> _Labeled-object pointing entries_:
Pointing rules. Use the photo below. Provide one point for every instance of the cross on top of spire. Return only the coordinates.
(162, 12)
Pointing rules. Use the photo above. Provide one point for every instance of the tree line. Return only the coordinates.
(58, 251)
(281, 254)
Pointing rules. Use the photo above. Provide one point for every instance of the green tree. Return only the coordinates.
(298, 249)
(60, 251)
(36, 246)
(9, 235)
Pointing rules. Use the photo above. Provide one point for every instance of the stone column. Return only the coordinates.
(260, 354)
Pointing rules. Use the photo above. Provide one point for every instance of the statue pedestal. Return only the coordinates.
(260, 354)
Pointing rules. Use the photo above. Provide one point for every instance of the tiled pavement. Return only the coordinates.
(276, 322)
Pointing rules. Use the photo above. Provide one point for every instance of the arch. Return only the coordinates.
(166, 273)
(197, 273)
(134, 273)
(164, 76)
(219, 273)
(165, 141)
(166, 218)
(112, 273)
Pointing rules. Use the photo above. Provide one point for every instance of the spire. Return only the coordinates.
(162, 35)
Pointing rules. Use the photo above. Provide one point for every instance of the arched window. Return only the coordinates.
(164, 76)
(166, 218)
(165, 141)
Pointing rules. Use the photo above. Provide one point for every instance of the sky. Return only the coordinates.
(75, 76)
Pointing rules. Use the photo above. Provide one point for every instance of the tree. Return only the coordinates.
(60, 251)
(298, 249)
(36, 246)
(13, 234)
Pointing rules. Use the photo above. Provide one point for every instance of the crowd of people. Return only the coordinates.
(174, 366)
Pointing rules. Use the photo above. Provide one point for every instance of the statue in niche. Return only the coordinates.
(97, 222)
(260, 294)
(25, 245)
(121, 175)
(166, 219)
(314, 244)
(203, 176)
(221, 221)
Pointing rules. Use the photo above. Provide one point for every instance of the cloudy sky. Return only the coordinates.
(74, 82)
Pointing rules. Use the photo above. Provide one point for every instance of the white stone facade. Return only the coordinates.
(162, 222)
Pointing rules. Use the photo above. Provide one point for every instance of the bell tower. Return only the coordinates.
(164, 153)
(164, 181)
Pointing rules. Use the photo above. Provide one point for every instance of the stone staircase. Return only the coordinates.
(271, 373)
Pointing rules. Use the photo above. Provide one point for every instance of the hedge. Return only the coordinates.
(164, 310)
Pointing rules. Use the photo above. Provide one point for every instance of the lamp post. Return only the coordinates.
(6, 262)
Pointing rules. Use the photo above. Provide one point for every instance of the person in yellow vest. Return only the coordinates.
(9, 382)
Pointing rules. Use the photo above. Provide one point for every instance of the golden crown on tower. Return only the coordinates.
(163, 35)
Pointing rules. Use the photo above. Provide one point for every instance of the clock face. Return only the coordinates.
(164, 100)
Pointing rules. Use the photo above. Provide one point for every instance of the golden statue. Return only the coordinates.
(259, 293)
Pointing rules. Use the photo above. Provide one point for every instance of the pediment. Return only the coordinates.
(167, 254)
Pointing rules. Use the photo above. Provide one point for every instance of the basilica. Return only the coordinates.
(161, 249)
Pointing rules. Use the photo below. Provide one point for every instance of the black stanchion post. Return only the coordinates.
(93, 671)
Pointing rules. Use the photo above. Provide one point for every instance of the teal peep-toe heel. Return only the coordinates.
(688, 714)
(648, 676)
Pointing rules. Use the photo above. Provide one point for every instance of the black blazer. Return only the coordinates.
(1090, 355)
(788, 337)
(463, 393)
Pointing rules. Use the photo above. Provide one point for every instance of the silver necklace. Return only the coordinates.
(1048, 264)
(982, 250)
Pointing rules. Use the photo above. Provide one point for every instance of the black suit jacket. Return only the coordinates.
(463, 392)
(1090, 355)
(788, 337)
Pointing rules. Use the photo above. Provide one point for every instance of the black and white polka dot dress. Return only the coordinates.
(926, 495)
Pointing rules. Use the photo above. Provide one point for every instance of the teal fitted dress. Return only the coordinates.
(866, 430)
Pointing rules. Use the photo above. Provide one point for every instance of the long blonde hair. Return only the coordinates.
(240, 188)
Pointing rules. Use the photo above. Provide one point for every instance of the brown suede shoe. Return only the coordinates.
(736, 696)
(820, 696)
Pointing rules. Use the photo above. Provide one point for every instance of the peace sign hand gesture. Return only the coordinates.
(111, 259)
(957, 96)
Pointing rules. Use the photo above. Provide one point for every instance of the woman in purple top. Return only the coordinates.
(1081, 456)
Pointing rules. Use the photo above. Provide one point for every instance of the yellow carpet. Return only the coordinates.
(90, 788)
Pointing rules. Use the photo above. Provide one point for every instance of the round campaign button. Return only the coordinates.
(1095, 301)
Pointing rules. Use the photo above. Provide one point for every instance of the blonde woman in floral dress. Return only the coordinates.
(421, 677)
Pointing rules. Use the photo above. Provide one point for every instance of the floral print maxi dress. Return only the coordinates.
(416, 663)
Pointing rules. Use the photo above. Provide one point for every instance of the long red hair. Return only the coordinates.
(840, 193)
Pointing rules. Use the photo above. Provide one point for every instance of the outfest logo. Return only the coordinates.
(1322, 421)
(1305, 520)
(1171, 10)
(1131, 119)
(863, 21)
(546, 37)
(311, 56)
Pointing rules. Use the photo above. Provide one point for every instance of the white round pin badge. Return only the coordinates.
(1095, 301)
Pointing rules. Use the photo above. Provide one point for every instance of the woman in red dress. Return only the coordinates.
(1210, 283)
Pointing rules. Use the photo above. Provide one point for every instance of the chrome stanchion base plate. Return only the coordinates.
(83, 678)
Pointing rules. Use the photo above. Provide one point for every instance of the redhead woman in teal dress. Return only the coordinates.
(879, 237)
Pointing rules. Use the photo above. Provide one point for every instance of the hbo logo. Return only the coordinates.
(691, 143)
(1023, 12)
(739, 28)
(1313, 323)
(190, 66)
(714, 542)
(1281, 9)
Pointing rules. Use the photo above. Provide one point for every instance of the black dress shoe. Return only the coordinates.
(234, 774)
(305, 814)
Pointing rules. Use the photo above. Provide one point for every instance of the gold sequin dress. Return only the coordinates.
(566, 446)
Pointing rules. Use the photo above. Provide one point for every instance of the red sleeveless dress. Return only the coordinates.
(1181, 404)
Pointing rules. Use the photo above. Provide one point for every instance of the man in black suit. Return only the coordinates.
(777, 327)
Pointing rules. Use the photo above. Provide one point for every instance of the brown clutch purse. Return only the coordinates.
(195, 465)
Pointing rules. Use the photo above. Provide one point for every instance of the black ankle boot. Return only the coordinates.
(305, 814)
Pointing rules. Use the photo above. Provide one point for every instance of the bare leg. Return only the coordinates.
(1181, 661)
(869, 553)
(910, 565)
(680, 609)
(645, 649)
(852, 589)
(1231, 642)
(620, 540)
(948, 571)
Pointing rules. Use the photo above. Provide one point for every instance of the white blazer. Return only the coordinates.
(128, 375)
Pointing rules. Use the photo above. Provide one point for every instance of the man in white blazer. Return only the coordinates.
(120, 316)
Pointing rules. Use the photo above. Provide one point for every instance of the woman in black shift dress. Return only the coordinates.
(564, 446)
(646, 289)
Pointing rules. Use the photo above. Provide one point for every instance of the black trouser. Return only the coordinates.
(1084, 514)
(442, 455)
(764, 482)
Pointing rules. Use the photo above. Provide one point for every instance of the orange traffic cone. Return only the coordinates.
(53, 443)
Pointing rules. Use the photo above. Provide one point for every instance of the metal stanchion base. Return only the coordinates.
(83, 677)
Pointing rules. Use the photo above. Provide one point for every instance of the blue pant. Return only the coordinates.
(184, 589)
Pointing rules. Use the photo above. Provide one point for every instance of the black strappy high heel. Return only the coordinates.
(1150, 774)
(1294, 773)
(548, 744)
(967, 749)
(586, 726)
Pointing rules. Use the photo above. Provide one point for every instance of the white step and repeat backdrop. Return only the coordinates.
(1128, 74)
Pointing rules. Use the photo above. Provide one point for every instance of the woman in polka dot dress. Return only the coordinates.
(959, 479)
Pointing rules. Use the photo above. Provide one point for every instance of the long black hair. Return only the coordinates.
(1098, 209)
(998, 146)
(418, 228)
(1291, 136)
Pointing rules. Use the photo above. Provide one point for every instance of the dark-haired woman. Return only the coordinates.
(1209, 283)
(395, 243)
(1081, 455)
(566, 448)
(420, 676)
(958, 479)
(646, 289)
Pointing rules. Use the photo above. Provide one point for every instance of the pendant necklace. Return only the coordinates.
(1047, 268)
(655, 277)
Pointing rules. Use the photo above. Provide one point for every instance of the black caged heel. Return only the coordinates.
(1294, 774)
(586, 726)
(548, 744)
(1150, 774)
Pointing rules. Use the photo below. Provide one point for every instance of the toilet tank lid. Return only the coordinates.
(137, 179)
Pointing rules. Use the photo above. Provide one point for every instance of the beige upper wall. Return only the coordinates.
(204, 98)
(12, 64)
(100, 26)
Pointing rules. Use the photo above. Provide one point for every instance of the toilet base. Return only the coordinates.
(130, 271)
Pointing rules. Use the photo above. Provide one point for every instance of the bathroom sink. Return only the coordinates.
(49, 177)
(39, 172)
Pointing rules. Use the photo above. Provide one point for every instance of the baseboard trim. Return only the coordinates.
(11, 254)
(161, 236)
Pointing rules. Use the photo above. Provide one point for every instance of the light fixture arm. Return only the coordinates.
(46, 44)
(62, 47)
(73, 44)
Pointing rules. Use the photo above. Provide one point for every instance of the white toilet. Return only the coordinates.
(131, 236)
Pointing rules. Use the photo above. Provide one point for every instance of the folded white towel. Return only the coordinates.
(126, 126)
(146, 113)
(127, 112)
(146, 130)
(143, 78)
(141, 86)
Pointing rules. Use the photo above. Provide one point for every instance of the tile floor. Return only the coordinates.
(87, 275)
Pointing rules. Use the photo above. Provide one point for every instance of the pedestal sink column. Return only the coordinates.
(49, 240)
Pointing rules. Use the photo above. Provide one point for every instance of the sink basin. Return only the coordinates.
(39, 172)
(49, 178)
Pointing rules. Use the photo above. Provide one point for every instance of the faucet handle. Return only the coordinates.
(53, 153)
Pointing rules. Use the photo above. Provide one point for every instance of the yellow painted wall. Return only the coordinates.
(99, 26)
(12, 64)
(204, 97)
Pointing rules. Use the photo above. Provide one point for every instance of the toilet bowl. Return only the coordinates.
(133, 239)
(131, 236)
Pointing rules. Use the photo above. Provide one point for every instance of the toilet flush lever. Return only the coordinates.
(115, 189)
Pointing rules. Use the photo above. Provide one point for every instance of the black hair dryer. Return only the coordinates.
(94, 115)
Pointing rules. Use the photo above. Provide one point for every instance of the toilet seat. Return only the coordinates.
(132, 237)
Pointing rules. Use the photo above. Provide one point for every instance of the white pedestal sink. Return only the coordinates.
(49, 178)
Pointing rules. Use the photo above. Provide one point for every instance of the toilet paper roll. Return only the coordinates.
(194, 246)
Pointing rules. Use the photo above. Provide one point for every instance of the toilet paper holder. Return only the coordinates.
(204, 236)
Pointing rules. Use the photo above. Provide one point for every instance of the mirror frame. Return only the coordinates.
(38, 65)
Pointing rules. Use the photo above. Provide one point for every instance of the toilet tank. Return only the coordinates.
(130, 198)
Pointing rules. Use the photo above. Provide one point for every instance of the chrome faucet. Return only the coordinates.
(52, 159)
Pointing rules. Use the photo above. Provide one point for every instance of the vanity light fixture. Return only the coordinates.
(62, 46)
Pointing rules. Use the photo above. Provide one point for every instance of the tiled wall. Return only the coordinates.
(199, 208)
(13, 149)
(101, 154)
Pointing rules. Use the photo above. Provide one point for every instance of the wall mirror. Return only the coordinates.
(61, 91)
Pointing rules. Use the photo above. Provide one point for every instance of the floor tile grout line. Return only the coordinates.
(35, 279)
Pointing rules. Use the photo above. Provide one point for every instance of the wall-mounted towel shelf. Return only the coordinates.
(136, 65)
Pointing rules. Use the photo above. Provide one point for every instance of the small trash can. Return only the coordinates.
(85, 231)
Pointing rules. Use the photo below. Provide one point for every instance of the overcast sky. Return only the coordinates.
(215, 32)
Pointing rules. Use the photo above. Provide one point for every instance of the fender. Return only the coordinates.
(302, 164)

> _Task to carry out_: Reproduce the stretch of the listing that opens with the line containing "stanchion base. Return only the coordinates." and closes with the line containing "(1291, 136)", putting "blue trousers" in place of "blue pant" and keeping everything else the same. Give back only those lines.

> _Answer for the task_:
Pointing rules. Use the photo above. Provide one point for every instance of the metal stanchion base. Return only the coordinates.
(83, 677)
Pointing rules. Use the photo above. Provide one point for every instance of the blue trousers. Return only the coordinates.
(184, 589)
Pointing rules. Use the photo above. Provide one point for every instance of the black strappy high heel. Return only the coordinates.
(1150, 774)
(1294, 773)
(548, 744)
(967, 749)
(586, 726)
Pointing rules. Use the photo above. Provide one point for every instance of the white step and repeat backdrop. Return only the coordinates.
(1128, 74)
Pointing rules. Use the photo above. Provide one point for every instance of the woman in polka dot dress. Return only the coordinates.
(959, 479)
Pointing rules. Use the photo above. Provide one point for every instance of the long black hair. Return only the coordinates.
(1098, 209)
(998, 146)
(418, 228)
(1291, 136)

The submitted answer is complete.